YOUR ASSIGNMENT: Give back, word for word, only the lines from the opening of the records through the one with "Target: wooden chair back". Pictures stay out.

PROVIDED DATA:
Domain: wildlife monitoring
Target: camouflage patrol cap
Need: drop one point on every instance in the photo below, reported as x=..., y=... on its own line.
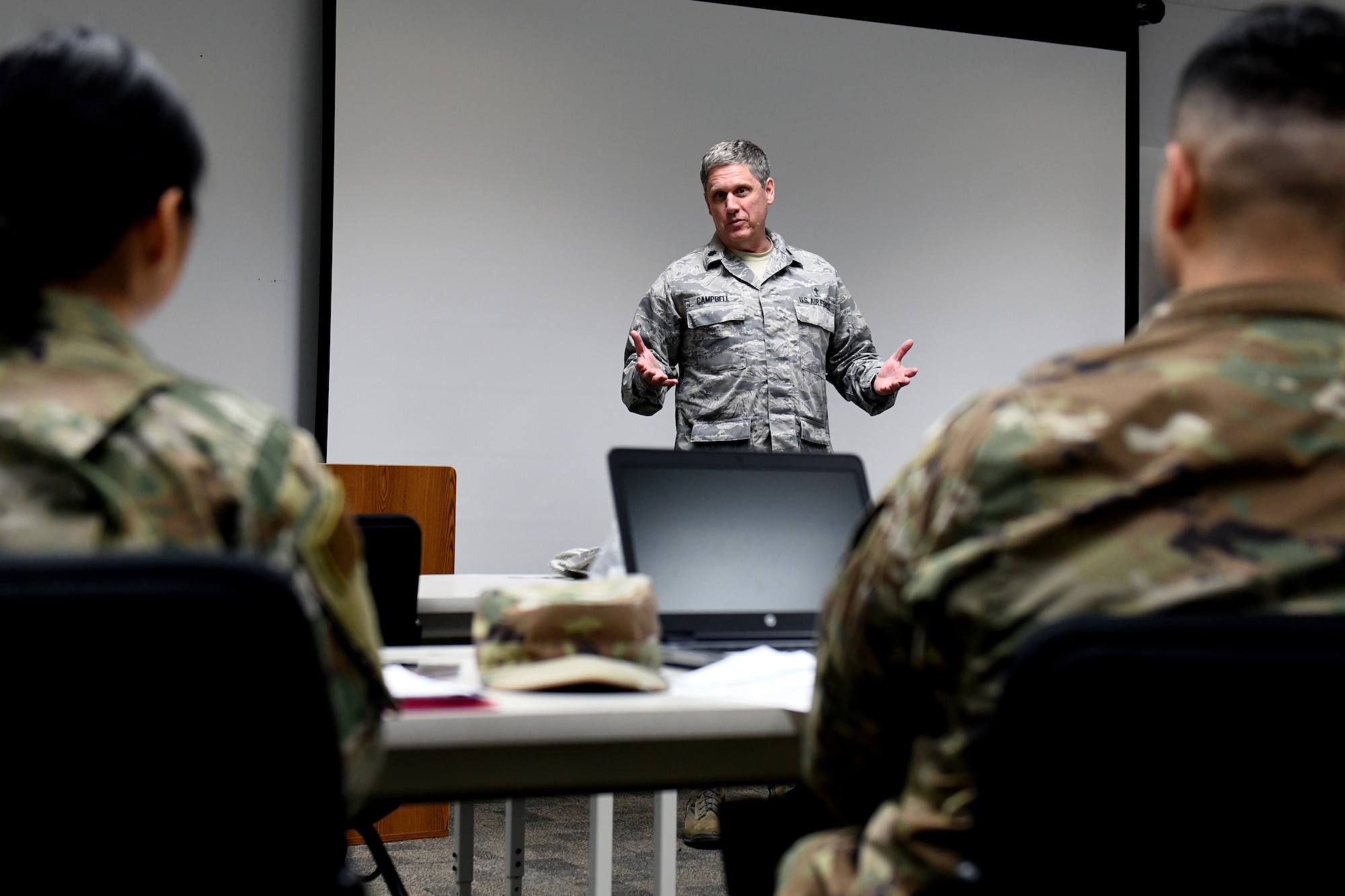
x=541, y=635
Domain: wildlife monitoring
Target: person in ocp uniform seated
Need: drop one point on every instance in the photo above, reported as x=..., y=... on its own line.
x=104, y=450
x=751, y=330
x=1196, y=467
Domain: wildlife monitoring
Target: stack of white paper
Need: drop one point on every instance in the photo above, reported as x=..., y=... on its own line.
x=762, y=677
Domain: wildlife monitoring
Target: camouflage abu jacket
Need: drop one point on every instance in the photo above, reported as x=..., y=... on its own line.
x=104, y=450
x=753, y=361
x=1203, y=459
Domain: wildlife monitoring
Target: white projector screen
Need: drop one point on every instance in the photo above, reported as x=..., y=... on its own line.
x=512, y=175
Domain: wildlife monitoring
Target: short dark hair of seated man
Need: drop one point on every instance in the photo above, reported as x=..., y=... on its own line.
x=1200, y=460
x=102, y=448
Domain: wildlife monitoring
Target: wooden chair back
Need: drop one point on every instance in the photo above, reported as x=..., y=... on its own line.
x=428, y=494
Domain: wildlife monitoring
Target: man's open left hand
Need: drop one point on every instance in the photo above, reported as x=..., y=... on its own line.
x=894, y=376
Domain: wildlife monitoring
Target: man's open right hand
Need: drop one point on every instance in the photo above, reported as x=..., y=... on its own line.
x=648, y=365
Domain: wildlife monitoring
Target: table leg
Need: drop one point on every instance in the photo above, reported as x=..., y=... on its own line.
x=465, y=844
x=601, y=845
x=665, y=842
x=514, y=845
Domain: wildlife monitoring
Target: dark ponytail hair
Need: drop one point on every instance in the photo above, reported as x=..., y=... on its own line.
x=92, y=134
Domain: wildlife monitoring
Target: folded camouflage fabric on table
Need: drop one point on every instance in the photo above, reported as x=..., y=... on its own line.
x=541, y=635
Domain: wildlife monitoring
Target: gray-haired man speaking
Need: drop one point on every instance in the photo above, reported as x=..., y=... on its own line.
x=753, y=329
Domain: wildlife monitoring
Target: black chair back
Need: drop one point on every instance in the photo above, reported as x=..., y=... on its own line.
x=392, y=553
x=1164, y=754
x=169, y=721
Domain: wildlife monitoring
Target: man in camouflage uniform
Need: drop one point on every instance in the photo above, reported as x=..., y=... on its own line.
x=1203, y=458
x=104, y=450
x=100, y=447
x=753, y=329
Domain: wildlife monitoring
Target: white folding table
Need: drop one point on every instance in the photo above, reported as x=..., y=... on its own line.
x=571, y=743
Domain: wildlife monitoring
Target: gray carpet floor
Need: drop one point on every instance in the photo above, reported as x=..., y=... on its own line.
x=556, y=849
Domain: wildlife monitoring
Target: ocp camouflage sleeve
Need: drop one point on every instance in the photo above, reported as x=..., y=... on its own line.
x=258, y=487
x=1202, y=462
x=104, y=450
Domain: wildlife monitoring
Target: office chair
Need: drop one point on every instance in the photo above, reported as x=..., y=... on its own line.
x=1167, y=754
x=154, y=704
x=393, y=559
x=392, y=556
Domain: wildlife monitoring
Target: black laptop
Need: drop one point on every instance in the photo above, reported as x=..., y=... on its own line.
x=742, y=546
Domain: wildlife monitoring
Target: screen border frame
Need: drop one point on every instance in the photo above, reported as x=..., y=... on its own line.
x=1105, y=25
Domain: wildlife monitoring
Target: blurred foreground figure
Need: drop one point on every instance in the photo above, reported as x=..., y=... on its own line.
x=1200, y=462
x=100, y=447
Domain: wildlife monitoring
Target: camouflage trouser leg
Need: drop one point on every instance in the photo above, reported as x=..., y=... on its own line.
x=821, y=864
x=882, y=861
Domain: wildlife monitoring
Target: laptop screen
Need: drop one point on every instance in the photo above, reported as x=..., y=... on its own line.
x=738, y=533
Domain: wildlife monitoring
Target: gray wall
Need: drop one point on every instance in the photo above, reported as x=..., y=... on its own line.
x=510, y=178
x=245, y=313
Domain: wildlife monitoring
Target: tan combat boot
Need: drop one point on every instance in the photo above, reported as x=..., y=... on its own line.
x=701, y=827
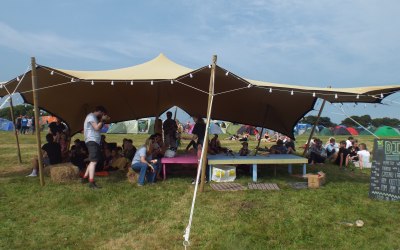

RESULT OF THIS TASK:
Domain: wildlife monitoring
Target: camouflage patrol cap
Need: drop one point on every instance in the photo below, reported as x=..., y=... on its own line.
x=541, y=635
Domain: wildlife monitoring
Target: person in ocp uniform seated
Need: drop one point on every instance in the photo above, reported as x=..., y=... on its own line.
x=104, y=450
x=751, y=330
x=1196, y=467
Domain: wildlife monitoring
Target: stack of white paper
Need: drop one point on every instance in the photo above, reported as x=..., y=... on its own line.
x=762, y=677
Domain: wildlife monitoring
Target: camouflage abu jacket
Need: drop one point on every instance in the photo above, reported as x=..., y=... on its own line.
x=104, y=450
x=753, y=361
x=1203, y=459
Domain: wildlife monitoring
Target: white projector screen
Need: drop one point on every instance in the photo above, reported as x=..., y=... on its own line.
x=512, y=175
Domain: wildlife monitoring
Target: short dark hair of seated man
Need: drop one point on every instance in the photo above, reported as x=..., y=... on its own line.
x=1200, y=460
x=102, y=448
Domain: wildlife monitoring
Target: wooden chair back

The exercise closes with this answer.